• **What the exercise asks**:
Please repeat, word for word, everything from the line containing "Place one keypoint on each instance of the stainless" down to the end of the entries, including both ends.

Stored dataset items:
►
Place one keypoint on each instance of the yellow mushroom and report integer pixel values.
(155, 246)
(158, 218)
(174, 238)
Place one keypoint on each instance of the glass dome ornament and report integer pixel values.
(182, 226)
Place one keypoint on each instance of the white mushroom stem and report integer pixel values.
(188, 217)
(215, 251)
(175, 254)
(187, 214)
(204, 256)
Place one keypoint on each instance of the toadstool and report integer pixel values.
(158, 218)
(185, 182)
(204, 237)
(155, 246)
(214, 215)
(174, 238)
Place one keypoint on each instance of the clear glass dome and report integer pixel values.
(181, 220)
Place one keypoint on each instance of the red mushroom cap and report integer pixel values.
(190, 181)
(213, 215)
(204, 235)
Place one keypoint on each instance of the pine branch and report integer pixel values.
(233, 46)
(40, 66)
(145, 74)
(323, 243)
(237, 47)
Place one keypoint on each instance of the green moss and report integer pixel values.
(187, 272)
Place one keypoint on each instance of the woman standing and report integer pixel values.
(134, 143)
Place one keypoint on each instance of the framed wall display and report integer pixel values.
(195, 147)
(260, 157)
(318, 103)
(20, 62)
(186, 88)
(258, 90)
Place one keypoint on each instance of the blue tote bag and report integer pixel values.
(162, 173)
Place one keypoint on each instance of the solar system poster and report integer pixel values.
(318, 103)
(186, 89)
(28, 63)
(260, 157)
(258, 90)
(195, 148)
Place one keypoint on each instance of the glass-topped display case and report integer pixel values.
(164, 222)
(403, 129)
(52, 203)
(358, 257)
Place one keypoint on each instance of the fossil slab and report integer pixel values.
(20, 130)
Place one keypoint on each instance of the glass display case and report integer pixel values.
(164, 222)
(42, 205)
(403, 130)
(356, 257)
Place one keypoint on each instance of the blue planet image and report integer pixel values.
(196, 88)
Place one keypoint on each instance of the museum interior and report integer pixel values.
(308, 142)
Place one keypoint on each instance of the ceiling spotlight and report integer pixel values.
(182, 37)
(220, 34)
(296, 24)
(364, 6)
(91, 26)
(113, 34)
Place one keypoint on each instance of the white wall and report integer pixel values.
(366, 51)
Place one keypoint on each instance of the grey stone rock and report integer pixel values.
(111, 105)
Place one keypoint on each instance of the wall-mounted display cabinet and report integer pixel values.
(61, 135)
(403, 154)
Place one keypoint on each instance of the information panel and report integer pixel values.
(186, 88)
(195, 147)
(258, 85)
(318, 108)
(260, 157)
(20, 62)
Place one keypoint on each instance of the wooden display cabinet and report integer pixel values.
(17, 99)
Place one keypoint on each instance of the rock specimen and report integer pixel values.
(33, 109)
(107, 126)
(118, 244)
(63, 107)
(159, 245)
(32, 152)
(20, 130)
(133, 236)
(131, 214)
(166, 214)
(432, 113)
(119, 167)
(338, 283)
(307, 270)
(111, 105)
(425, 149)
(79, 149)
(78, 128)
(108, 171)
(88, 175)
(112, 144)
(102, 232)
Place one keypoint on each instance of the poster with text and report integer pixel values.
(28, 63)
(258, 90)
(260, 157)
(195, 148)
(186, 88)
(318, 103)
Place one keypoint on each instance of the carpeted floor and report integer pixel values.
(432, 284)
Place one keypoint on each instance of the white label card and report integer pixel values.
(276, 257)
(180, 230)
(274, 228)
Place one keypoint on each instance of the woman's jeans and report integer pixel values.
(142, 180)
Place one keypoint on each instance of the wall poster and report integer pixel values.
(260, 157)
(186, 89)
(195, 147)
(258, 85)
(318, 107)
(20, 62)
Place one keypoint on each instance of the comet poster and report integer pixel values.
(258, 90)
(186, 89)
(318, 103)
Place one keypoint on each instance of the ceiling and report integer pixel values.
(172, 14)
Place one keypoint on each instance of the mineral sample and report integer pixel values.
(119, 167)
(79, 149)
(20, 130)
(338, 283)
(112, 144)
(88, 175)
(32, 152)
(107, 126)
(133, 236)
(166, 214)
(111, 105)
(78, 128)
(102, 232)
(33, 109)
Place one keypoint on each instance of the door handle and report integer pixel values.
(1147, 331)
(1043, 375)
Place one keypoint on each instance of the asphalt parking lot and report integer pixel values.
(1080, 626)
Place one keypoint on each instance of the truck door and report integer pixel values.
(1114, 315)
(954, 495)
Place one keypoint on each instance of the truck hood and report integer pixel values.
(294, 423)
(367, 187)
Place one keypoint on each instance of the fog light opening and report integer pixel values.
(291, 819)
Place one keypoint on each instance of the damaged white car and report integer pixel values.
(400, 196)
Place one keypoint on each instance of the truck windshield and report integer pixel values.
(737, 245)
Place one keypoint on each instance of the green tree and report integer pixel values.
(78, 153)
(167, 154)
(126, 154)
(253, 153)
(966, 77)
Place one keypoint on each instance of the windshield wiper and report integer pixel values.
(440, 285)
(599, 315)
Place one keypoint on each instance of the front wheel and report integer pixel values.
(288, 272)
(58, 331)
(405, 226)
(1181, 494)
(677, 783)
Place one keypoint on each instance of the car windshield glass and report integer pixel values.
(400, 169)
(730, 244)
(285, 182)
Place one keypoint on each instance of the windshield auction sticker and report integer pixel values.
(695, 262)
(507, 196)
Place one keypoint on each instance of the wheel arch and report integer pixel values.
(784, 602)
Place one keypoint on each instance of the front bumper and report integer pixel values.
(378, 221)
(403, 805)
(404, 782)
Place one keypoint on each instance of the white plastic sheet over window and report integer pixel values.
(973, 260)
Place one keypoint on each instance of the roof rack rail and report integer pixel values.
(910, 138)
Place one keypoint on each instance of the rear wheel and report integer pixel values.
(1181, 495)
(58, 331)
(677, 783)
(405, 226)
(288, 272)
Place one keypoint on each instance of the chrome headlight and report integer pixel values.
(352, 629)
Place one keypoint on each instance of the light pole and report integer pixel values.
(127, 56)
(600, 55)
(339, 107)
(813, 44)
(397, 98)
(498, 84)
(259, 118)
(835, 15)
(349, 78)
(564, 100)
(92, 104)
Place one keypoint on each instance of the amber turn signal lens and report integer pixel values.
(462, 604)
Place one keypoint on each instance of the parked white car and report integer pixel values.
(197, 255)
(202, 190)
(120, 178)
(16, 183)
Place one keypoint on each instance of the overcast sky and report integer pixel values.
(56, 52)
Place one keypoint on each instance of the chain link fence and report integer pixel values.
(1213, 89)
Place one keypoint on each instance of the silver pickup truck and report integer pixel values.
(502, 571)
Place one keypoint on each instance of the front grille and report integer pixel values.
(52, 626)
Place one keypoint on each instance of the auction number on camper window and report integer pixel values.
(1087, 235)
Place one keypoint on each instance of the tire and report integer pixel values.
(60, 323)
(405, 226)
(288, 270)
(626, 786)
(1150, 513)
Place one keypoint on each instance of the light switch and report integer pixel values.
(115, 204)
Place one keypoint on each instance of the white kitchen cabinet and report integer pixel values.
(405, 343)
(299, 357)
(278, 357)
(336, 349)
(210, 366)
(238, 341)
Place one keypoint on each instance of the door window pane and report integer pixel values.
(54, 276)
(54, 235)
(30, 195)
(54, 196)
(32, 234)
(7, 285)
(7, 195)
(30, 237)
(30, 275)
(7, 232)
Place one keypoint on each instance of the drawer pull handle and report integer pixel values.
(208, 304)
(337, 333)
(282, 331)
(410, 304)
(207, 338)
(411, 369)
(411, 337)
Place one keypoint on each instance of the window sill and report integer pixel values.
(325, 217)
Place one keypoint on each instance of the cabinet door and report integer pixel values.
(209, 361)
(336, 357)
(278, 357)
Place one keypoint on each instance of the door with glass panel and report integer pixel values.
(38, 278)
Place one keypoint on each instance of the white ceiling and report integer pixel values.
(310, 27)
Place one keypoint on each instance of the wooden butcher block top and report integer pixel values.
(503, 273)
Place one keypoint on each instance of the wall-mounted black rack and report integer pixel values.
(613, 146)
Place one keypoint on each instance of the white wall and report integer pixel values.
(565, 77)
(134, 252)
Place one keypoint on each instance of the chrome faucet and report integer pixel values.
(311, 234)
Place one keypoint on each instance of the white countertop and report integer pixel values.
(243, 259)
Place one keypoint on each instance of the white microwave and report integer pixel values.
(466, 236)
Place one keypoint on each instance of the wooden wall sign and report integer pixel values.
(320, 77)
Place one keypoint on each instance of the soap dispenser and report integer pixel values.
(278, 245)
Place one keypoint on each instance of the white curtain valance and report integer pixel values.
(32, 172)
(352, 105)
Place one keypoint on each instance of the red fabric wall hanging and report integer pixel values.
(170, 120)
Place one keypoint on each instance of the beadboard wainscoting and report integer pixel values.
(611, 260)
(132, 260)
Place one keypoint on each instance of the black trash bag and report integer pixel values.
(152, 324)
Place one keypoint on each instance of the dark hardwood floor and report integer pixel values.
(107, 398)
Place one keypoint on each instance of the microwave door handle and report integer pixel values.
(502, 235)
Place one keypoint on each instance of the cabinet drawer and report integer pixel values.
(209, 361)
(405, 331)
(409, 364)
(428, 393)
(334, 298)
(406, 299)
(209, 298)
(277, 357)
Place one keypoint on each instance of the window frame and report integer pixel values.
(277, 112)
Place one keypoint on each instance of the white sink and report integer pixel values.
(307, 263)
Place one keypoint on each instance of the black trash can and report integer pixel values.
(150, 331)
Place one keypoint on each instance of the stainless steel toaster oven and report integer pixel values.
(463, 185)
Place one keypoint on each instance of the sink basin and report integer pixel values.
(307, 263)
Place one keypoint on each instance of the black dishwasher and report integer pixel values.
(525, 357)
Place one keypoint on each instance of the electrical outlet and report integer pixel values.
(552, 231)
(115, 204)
◄
• **Reply**:
Place one keypoint on each instance of the stainless steel toaster oven and report integer pixel values.
(463, 185)
Place one keypoint on each instance of the sink basin and report integer pixel values.
(307, 263)
Place one keypoint on each instance of the black dishwasher and report integer pixel values.
(525, 357)
Place one keypoint on each instance of the electrical outlet and report integer pixel values.
(552, 231)
(115, 204)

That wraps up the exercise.